**Trecho do texto**
━━━━━━━━━━━━━━━━━━━━
As avaliações da troika “valem o que valem” ou seja, não têm qualquer valor, não valem nada relativamente aos nossos reais interesses. O seu currículo em termos de aplicação de programas como o português é um fracasso completo. Os países que se viram sujeitos aos seus ditames só viram agravar-se ainda mais a sua situação, tal como está a acontecer em Portugal. Por muitos autoelogios que a troika faça à sua acção entre nós, o cidadão comum sabe que as medidas aplicadas só beneficiam o capital financeiro e os seus tentáculos existentes entre nós. O aumento exponencial de desempregados, de pessoas com fome, da emigração, de casos de tuberculose, de sem abrigo, de gente que tem de entregar a casa ao banco por não a poder pagar, de pessoas a pedirem esmola na rua, de pobreza envergonhada, para citarmos apenas exemplos de índole social, não são propaganda de nenhum grupo “radical” mas, infelizmente, a realidade com que se depara o cidadão comum no seu dia-a-dia. Quanto à competência técnica, o melhor é lermos o texto (*) do sociólogo Pedro Adão e Silva no Expresso de ontem.
A cultura do facilitismo uma vez instalada parece não conhecer limites. Só assim se explica que as avaliações da troika se mantenham positivas. É um facto que a troika, com o FMI à cabeça, apresenta como cartão de visita um sólido histórico de fracasso na aplicação de programas como o português. Contudo, a incapacidade de reconhecer os seus próprios falhanços não é suficiente.
━━━━━━━━━━━━━━━━━━━━
**Tarefas**
• a. No texto sobre a troika, substitua "troika" por "comissão" e reescreva o trecho que vai de "A cultura do" até "não é suficiente.", inclusive.
• b. Dê continuidade ao texto sobre a troika a partir da última frase apresentada.

**Dados fornecidos**
━━━━━━━━━━━━━━━━━━━━
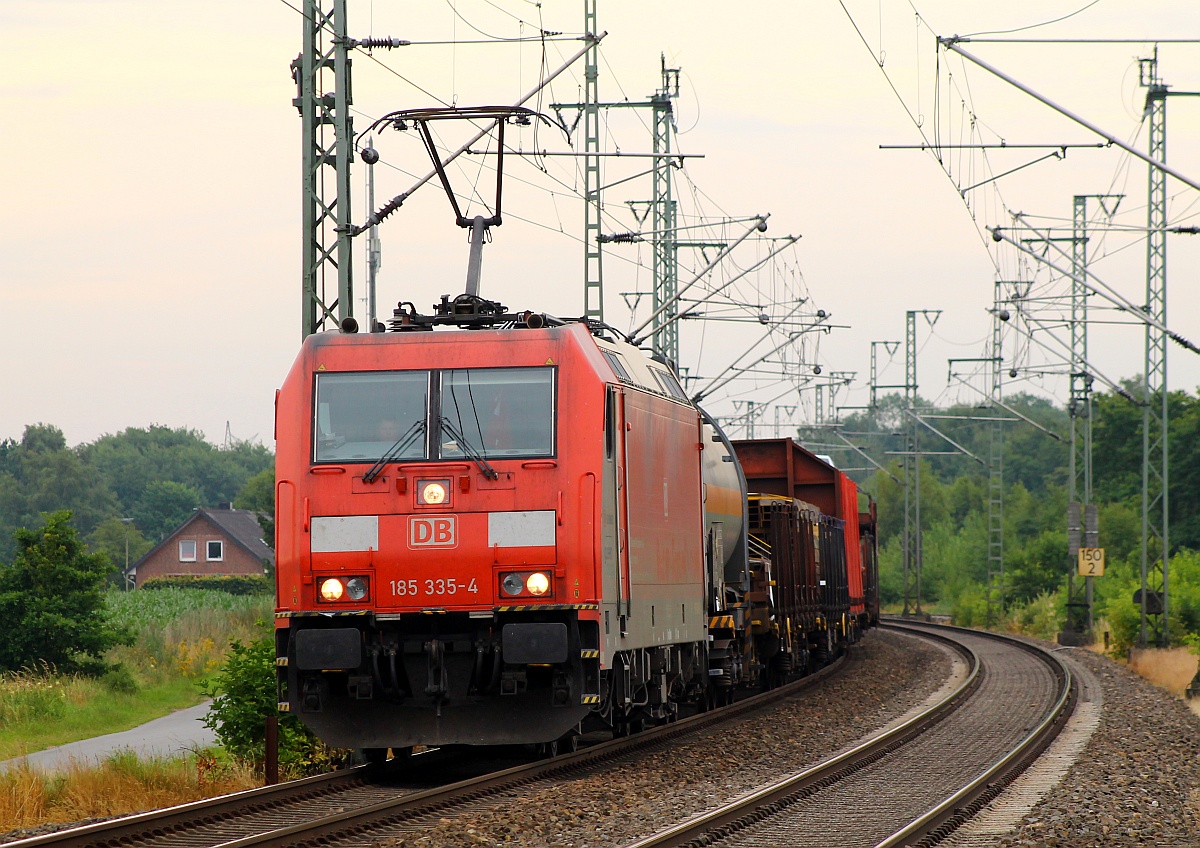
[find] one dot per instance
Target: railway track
━━━━━━━━━━━━━━━━━━━━
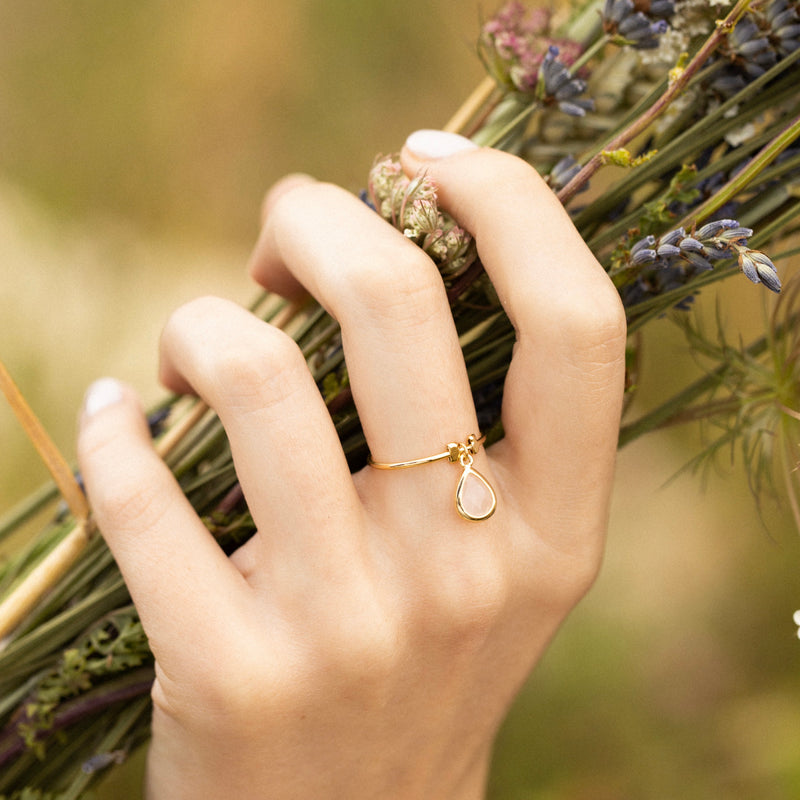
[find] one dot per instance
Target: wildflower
━━━━━━━━━━━━━━━━━━━━
**Respostas por tarefa**
• a.
A cultura do facilitismo uma vez instalada parece não conhecer limites. Só assim se explica que as avaliações da comissão se mantenham positivas. É um facto que a comissão, com o FMI à cabeça, apresenta como cartão de visita um sólido histórico de fracasso na aplicação de programas como o português. Contudo, a incapacidade de reconhecer os seus próprios falhanços não é suficiente.

• b.
Mesmo quando quase tudo está a correr mal é preciso fazer crer que está tudo a correr bem. No essencial por cálculo político imediato. A troika está a avaliar-se a si própria e, após o falhanço da Grécia, precisa, como de pão para a boca, de montar um cordão sanitário que proteja Portugal. O raciocínio é simples: a Grécia está a falhar porque o Governo não se empenha o suficiente, a administração não funciona e há muita contestação social. Se assim é, como seria possível explicar que em Portugal o programa também falhasse com um Governo sem reservas em relação à estratégia e disposto a cumpri-la “custe o que custar”, com uma burocracia mais ágil e com um clima social bem mais tranquilo?
É neste contexto que deve ser lida a entrevista do chefe de missão do FMI, Abebe Salassié ao “Dinheiro Vivo”. Claramente entusiasmado pela possibilidade de dar entrevistas como se fosse membro de um governo, o técnico do FMI alarga-se em várias considerações políticas sobre Portugal. A primeira surpresa é o registo de dissonância cognitiva em que vive o FMI: de um lado, a diretora-geral a criticar a lógica de austeridade que está a ser seguida nos programas de assistência; de outro, os técnicos no terreno a assumirem o papel de fundamentalistas, ignorando os sinais enviados pela realidade.
Ainda assim, o momento mais enternecedor da entrevista é quando Salassié nos revela que o Vitor Gaspar é “impressionante”. A afirmação não podia ser mais verdadeira. Mas conviria acrescentar que Vitor Gaspar é também perigoso. A sua estratégia de “frontloading”, uma opção que ficará para os anais das catástrofes políticas em Portugal, levou a que €9 mil milhões de austeridade em 2012 se traduzissem num ajustamento orçamental inferior a 1% do PIB. De facto são resultados impressionantes.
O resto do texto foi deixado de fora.